● **USING THE INFORMATION**:
A: Swap "relaxing bath" for "warm shower" in the wellness tips text, writing it out again starting with "Mindfulness Tips" and going on through "of your head.".
B: Resume the wellness tips text and continue it from where it stops.
::: PASSAGE :::
Sources: https://www.sleepfoundation.org/sleep-tools-tips/healthy-sleep-tips

Turmeric Anti-Inflammatory Juice

This is one juice recipe to pull out when you are feeling a little under the weather! This refreshing combination will combat a weak immune system while helping to fight inflammation.

Mindfulness Tips

Make mindfulness a part of your everyday life with these simple tips & tricks!

  1. Increase your awareness. Engaging your senses can help you become more aware, which will also help you on your path to mindfulness. You can do this by giving yourself a hug, playing with a pet, smelling a flower, or taking a relaxing bath. If your mind and body feel really out of line, then choose to do something bigger such as swimming, going for a nature walk, or even touching something extremely cold to give yourself a jolt back into your body and out of your head.
::: RECORDS SHOWN :::
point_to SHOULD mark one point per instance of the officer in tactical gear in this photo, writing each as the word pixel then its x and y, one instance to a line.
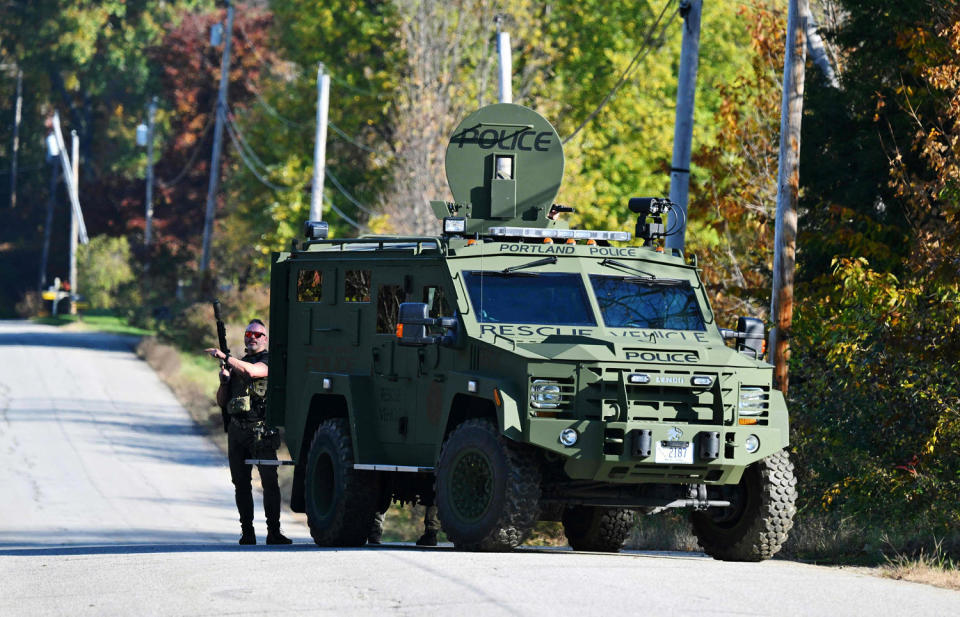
pixel 242 392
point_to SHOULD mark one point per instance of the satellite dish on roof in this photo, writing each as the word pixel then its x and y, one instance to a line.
pixel 504 166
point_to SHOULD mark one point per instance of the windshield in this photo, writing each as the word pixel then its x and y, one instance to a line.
pixel 627 302
pixel 554 298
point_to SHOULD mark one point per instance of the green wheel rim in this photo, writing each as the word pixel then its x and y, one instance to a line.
pixel 471 485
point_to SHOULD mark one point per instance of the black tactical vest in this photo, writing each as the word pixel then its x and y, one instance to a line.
pixel 248 397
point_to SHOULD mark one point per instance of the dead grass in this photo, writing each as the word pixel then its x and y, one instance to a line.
pixel 934 568
pixel 833 540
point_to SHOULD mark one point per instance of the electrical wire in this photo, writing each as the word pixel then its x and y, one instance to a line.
pixel 250 166
pixel 189 164
pixel 344 191
pixel 350 140
pixel 645 48
pixel 231 122
pixel 342 214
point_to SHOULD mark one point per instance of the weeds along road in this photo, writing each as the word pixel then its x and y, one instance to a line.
pixel 113 503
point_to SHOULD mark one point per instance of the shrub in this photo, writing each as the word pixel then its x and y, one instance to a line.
pixel 105 275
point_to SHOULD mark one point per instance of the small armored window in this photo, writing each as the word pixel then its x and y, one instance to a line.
pixel 357 286
pixel 389 298
pixel 309 285
pixel 436 301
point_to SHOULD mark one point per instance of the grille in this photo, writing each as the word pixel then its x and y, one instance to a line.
pixel 567 392
pixel 611 398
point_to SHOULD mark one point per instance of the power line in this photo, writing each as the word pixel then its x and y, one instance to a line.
pixel 249 149
pixel 645 49
pixel 350 140
pixel 193 157
pixel 343 215
pixel 344 191
pixel 249 165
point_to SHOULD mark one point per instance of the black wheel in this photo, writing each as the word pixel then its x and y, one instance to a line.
pixel 488 488
pixel 760 515
pixel 597 529
pixel 340 500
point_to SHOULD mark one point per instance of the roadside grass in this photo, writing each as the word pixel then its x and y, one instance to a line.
pixel 904 554
pixel 94 320
pixel 933 568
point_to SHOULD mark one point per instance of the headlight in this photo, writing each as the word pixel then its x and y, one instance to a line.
pixel 545 394
pixel 569 436
pixel 753 401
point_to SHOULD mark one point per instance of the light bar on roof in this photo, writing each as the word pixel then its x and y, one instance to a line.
pixel 576 234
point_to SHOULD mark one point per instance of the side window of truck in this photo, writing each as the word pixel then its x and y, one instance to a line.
pixel 309 285
pixel 356 286
pixel 389 298
pixel 436 301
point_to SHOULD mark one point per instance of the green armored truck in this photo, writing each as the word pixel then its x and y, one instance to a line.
pixel 516 370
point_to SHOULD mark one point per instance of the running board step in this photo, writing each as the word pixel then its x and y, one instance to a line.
pixel 406 468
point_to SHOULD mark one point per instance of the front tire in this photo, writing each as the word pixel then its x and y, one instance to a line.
pixel 759 518
pixel 601 530
pixel 488 488
pixel 340 501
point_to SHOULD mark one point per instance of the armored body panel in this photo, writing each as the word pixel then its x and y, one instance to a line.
pixel 516 370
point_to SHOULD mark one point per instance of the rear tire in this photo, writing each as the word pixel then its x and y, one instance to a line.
pixel 340 501
pixel 759 518
pixel 488 488
pixel 601 530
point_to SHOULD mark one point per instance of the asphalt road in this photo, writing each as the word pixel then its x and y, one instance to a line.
pixel 113 503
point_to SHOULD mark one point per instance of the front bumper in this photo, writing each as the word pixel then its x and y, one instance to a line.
pixel 605 451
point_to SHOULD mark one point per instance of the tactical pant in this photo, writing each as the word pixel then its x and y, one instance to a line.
pixel 242 443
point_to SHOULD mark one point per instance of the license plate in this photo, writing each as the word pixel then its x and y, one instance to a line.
pixel 673 453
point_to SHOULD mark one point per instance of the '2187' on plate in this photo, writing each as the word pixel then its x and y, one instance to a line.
pixel 673 453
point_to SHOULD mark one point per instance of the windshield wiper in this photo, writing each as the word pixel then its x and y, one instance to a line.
pixel 539 262
pixel 618 264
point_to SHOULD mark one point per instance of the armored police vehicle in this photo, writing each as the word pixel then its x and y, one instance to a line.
pixel 516 370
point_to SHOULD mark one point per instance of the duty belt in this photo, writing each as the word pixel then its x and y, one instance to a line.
pixel 245 424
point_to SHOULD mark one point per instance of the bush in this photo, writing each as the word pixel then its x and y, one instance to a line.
pixel 30 305
pixel 106 277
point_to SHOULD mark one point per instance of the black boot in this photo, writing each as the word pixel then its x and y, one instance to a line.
pixel 275 536
pixel 429 538
pixel 248 536
pixel 376 530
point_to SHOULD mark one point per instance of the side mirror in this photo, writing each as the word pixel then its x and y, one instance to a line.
pixel 749 336
pixel 413 321
pixel 412 324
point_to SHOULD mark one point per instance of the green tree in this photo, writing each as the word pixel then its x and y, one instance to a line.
pixel 103 270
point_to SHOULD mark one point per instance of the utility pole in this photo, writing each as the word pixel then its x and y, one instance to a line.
pixel 151 113
pixel 74 196
pixel 74 227
pixel 220 110
pixel 788 187
pixel 690 10
pixel 320 144
pixel 506 62
pixel 51 200
pixel 17 108
pixel 818 52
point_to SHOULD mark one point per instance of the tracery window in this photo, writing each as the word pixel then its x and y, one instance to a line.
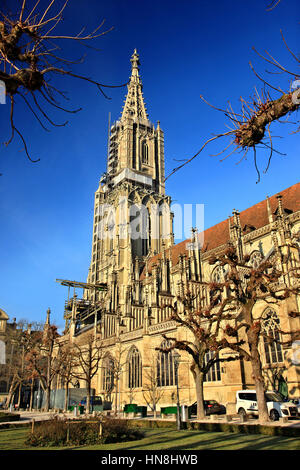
pixel 134 369
pixel 272 347
pixel 166 367
pixel 145 156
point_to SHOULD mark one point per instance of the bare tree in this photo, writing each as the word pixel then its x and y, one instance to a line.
pixel 88 353
pixel 41 362
pixel 245 288
pixel 30 55
pixel 204 322
pixel 20 340
pixel 66 362
pixel 250 126
pixel 152 392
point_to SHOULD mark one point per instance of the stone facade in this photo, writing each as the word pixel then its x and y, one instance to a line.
pixel 145 275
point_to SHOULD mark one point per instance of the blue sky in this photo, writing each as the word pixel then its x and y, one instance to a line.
pixel 187 49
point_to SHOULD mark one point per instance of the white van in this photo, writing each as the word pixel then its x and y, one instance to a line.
pixel 246 404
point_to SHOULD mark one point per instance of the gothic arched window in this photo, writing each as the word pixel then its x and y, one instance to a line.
pixel 271 340
pixel 108 374
pixel 218 274
pixel 145 156
pixel 166 367
pixel 134 369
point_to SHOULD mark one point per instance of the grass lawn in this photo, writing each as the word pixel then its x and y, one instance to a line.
pixel 168 439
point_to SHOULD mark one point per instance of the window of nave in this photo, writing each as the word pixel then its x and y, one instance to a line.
pixel 271 337
pixel 255 259
pixel 145 153
pixel 166 367
pixel 108 367
pixel 134 377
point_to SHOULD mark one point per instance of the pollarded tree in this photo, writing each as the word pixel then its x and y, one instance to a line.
pixel 41 361
pixel 88 354
pixel 250 126
pixel 152 392
pixel 246 288
pixel 65 363
pixel 205 323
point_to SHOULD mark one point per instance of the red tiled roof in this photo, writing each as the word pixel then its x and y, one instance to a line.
pixel 253 217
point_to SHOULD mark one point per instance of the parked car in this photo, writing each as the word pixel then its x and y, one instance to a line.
pixel 211 407
pixel 246 405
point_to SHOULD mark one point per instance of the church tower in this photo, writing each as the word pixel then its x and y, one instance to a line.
pixel 132 218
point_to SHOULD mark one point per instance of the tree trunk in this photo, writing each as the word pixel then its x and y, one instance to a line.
pixel 11 392
pixel 198 377
pixel 47 398
pixel 88 398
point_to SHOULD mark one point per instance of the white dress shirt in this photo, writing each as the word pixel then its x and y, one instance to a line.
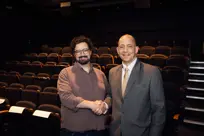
pixel 130 67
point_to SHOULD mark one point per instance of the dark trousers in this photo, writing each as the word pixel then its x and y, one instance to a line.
pixel 65 132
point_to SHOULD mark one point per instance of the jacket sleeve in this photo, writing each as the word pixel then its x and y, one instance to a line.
pixel 68 99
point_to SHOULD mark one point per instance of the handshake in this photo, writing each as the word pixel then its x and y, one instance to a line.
pixel 99 107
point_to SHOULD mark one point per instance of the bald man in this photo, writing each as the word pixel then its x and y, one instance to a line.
pixel 138 103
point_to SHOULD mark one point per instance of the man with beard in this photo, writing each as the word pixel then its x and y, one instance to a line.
pixel 84 94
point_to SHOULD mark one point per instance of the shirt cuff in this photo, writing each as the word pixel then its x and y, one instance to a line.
pixel 106 108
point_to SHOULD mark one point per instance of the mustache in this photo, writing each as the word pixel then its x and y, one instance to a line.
pixel 83 57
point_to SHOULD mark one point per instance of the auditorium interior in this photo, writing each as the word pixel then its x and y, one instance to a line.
pixel 35 47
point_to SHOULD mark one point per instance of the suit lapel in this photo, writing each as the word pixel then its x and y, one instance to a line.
pixel 134 76
pixel 118 81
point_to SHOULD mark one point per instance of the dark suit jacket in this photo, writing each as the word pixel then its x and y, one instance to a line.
pixel 142 110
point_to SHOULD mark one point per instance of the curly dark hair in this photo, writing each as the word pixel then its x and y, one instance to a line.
pixel 80 39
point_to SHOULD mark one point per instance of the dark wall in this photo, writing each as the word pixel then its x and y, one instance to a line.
pixel 104 26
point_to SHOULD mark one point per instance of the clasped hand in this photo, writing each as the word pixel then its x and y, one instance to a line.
pixel 98 107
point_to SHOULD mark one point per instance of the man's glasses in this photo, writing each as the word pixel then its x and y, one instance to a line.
pixel 85 51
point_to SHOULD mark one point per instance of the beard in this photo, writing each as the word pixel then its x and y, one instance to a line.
pixel 83 60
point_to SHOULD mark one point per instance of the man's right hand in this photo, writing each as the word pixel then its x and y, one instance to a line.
pixel 98 107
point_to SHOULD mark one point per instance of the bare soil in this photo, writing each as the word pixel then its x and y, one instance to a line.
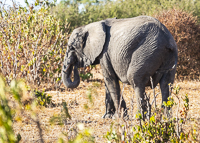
:::
● **ANSWER SECTION**:
A:
Mindfulness Tips

Make mindfulness a part of your everyday life with these simple tips & tricks!

  1. Increase your awareness. Engaging your senses can help you become more aware, which will also help you on your path to mindfulness. You can do this by giving yourself a hug, playing with a pet, smelling a flower, or taking a warm shower. If your mind and body feel really out of line, then choose to do something bigger such as swimming, going for a nature walk, or even touching something extremely cold to give yourself a jolt back into your body and out of your head.

B:
  2. Make gratitude a part of your daily routine. Turn your Instagram feed into a visual gratitude diary, create a gratitude jar, or make a list of 10 things you are grateful for each morning (or night.) Practicing gratitude keeps you aware of what is making you happy and/or what you’re grateful for in that moment, which supports the idea of being present.
  3. Take 10 minutes to do nothing. Andy Puddicombe, meditation and mindfulness expert, explains the present moment as, “Not being lost in thought, not being distracted, not being overwhelmed by difficult emotions but instead learning how to be in the here and now; how to be mindful, how to be present. I think the present moment is so underrated. It sounds so ordinary and yet we spend so little time in the present moment that it’s anything but ordinary.” Give your brain a 10 minute timeout so you can refresh your mind and keep it working at its best.
  4. Check out the Headspace app, created by Andy Puddicombe. The app allows you to work mindfulness into your everyday life. Watch this short video for more information on Headspace. https://youtu.be/kEpOF7vUymc
  5. Watch the world go by. There’s something pleasant about people-watching; sitting in a cafe, watching people go by, imagining who they are, their hobbies, or what they do for a living. Taking time out of your day to people-watch is an activity rooted in mindfulness. You are taking a step outside of yourself to observe other people in that exact moment in time.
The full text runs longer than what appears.